Convert the records below, starting with the line that contains "Check that every instance of the palm" and going on through the end of the records, into a two-column CSV with the columns text and answer. Give one row per record, putting its text and its answer each in a single quoted field with line breaks replaced by spaces.
======== Exercise material
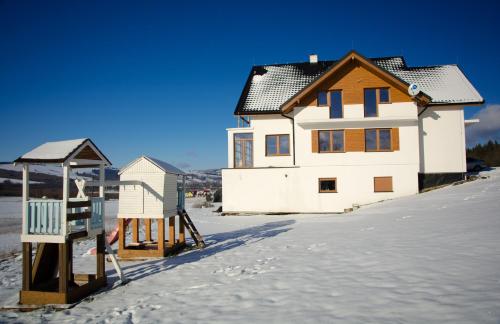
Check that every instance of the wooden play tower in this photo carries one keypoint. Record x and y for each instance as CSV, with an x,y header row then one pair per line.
x,y
152,191
53,225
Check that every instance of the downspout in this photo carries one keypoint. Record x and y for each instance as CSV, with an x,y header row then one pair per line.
x,y
293,134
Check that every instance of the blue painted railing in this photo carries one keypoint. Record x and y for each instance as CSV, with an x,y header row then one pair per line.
x,y
44,217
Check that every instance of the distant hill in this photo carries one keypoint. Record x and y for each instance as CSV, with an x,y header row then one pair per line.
x,y
46,180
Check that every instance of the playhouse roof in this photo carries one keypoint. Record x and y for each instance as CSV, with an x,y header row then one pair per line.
x,y
61,151
269,87
164,166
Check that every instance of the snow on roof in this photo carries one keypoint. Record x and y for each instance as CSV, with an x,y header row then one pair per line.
x,y
164,166
53,151
269,86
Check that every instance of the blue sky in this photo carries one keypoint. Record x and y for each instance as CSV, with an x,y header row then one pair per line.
x,y
152,77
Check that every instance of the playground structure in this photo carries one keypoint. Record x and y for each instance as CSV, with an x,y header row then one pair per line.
x,y
151,194
53,225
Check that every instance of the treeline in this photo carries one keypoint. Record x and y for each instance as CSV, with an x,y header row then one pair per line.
x,y
489,152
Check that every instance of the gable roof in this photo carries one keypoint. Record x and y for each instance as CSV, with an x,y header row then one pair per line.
x,y
59,152
162,165
269,87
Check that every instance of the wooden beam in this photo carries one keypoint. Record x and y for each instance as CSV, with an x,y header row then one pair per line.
x,y
27,266
78,216
171,231
78,204
147,223
161,235
101,268
135,230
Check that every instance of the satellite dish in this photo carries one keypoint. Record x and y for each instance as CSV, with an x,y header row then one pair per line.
x,y
413,89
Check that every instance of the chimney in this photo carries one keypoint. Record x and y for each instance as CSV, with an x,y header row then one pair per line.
x,y
313,58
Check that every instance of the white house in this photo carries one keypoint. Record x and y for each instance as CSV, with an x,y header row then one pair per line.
x,y
320,136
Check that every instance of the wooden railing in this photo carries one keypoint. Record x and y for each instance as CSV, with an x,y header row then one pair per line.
x,y
44,216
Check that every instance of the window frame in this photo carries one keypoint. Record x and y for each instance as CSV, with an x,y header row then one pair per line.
x,y
243,151
331,143
328,191
278,145
383,177
377,140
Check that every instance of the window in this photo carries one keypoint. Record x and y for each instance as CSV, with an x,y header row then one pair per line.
x,y
382,184
370,102
373,97
383,95
331,141
277,145
377,140
336,104
328,185
243,150
322,98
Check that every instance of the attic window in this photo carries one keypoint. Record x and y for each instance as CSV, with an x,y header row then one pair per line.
x,y
322,98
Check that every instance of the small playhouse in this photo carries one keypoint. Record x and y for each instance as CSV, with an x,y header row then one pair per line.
x,y
152,190
54,224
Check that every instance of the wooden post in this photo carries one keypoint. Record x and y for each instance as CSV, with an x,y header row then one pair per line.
x,y
64,209
171,231
27,266
147,223
135,230
182,235
63,267
26,197
101,268
161,235
121,234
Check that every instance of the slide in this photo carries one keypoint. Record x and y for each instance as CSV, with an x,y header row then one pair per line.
x,y
112,237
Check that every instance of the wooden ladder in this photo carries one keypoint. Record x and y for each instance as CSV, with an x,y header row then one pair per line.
x,y
198,239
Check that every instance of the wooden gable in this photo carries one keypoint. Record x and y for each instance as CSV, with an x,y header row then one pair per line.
x,y
87,153
352,79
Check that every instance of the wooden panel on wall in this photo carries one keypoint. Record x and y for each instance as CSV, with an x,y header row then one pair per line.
x,y
354,140
352,79
314,141
395,139
382,184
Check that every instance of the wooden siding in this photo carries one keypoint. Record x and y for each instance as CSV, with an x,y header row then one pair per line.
x,y
395,139
382,184
352,79
87,153
354,140
314,141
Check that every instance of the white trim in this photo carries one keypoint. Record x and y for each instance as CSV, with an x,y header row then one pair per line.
x,y
358,122
43,238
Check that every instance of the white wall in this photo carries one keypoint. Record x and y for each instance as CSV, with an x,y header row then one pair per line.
x,y
297,189
442,138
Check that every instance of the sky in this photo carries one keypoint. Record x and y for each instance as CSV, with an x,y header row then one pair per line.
x,y
163,79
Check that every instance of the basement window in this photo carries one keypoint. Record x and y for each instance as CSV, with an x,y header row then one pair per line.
x,y
327,185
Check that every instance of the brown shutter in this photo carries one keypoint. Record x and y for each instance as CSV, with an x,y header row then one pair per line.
x,y
354,140
382,184
395,139
314,141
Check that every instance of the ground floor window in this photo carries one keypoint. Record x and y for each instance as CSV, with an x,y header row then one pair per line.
x,y
328,185
382,184
243,150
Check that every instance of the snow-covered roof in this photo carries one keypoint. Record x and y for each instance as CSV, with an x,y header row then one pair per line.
x,y
164,166
55,152
268,87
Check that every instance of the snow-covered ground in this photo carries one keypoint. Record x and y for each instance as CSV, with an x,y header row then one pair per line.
x,y
434,257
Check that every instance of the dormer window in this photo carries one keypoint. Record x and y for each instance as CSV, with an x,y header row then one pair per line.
x,y
322,98
332,99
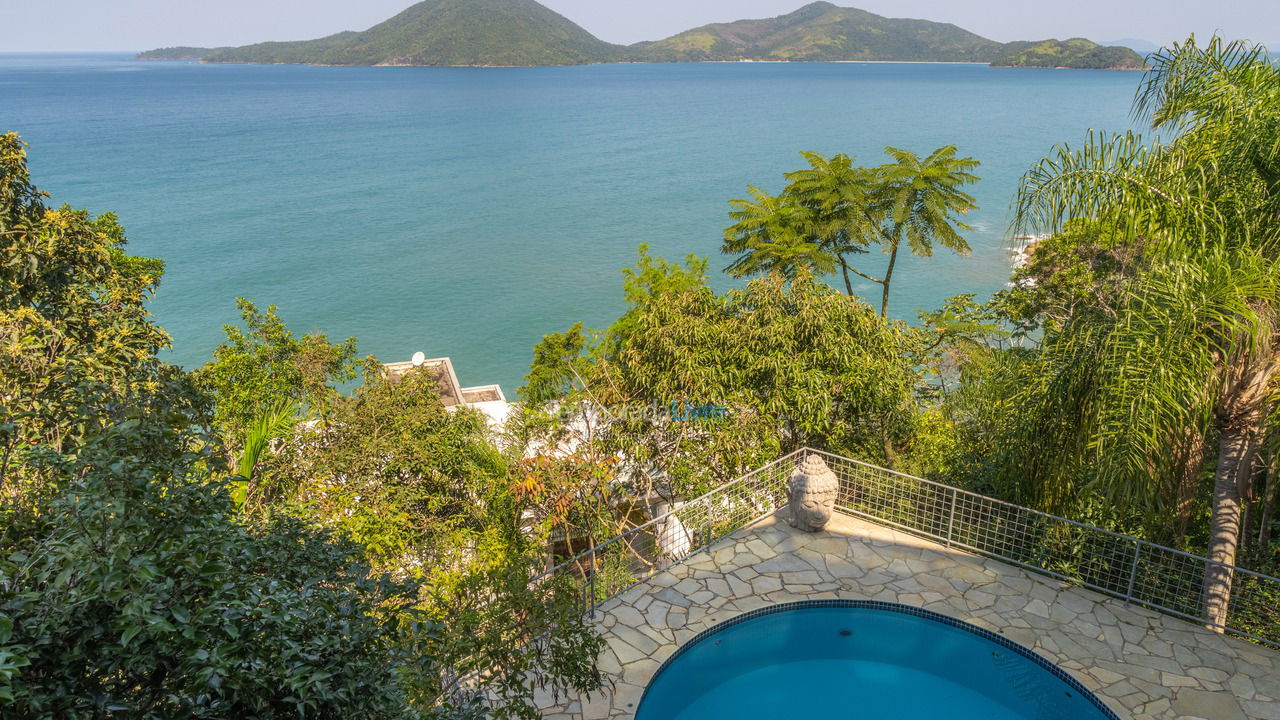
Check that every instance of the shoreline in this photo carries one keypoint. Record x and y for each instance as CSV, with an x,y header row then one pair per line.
x,y
744,62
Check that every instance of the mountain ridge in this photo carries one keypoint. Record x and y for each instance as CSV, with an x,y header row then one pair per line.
x,y
526,33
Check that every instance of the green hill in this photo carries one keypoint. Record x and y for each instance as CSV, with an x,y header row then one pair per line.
x,y
444,32
524,32
822,31
178,53
1074,53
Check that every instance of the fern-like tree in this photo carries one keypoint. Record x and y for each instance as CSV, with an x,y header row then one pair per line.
x,y
1185,352
833,210
775,235
923,200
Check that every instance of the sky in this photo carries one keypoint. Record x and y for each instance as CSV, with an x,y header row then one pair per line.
x,y
141,24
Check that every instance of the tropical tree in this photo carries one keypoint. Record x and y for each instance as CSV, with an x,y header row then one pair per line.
x,y
777,365
775,235
1176,367
844,205
835,209
923,199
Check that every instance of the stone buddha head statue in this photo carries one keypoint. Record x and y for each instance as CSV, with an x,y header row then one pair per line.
x,y
812,493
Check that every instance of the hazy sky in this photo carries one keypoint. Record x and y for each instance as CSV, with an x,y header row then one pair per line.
x,y
140,24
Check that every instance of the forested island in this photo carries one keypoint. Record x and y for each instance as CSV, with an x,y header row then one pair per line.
x,y
266,537
526,33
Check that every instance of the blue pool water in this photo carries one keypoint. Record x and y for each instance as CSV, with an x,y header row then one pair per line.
x,y
469,212
864,661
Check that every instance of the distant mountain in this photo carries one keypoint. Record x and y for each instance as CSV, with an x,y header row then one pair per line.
x,y
178,53
444,32
1137,45
1075,53
524,32
822,31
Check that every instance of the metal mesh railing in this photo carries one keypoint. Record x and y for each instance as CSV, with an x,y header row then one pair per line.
x,y
1161,578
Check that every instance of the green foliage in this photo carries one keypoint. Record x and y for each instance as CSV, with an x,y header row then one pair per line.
x,y
133,583
393,469
135,592
1075,53
264,367
503,637
1079,270
77,345
792,363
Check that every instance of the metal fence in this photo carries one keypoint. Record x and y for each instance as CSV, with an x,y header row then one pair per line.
x,y
1130,569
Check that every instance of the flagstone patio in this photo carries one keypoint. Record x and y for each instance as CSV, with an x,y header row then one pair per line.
x,y
1142,664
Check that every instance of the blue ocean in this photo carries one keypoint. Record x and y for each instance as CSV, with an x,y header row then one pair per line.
x,y
470,212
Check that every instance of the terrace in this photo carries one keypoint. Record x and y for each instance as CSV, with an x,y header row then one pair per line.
x,y
1119,615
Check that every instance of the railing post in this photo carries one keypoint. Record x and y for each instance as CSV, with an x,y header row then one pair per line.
x,y
951,516
1133,572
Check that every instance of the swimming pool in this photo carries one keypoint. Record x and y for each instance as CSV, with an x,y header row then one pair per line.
x,y
860,660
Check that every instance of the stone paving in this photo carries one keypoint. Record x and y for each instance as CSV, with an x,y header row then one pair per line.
x,y
1142,664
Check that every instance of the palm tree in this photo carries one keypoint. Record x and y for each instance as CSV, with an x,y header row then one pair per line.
x,y
922,199
1189,349
274,422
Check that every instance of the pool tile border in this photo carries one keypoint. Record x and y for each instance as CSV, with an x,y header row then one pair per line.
x,y
887,607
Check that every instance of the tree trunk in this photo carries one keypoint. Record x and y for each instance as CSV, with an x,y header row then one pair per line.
x,y
888,276
1239,419
1225,528
1269,504
1188,484
844,268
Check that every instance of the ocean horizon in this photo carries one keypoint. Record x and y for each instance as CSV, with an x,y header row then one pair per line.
x,y
469,212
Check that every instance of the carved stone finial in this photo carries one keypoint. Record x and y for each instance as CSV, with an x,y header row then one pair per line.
x,y
812,492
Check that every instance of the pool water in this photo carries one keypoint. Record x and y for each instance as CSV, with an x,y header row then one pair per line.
x,y
860,660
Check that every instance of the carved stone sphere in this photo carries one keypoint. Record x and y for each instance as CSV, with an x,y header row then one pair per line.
x,y
812,492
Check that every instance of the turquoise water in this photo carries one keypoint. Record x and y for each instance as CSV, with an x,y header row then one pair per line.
x,y
856,662
470,212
================
• Exercise output
text,answer
"Check that every instance of the palm tree in this photo carries one keypoint. Record x and y for each instance as CSV, with an x,y header row then one pair per line.","x,y 922,199 1189,349 274,422"
"Check that every instance of the pool tile border in this photo carries one keypoint. Record x and y for each instance as CSV, with an x,y header row then one pair per line.","x,y 887,607"
"Check that every instance of the tree trunk in this photo carries one keypoint. Record x and y for each instance as CSV, with an x,y header row then one pair per line.","x,y 888,276 1239,419 1225,528 1269,504 1188,484 844,268"
"Check that every instance of the ocean horizon in this photo carries one keypoint. Record x and y for each instance as CSV, with an x,y header row then one pair per line.","x,y 469,212"
"Check that every instance of the carved stone finial in this photo carries one keypoint. Record x and y for each instance as CSV, with an x,y header row then one pair per line.","x,y 812,492"
"Check that every instance of the pool water in this photo carries one keypoint. Record x and y for each instance as CSV, with an x,y header row then one pair per line.","x,y 860,660"
"Check that every instance of the carved stone sphere in this photo carries one keypoint. Record x and y for each instance as CSV, with an x,y header row then one pair per line.","x,y 812,492"
"Check that every instance of the turquoise water in this photo carries one keypoint. Record x and y for each instance as CSV, with an x,y header row then one pair per line.","x,y 856,662 470,212"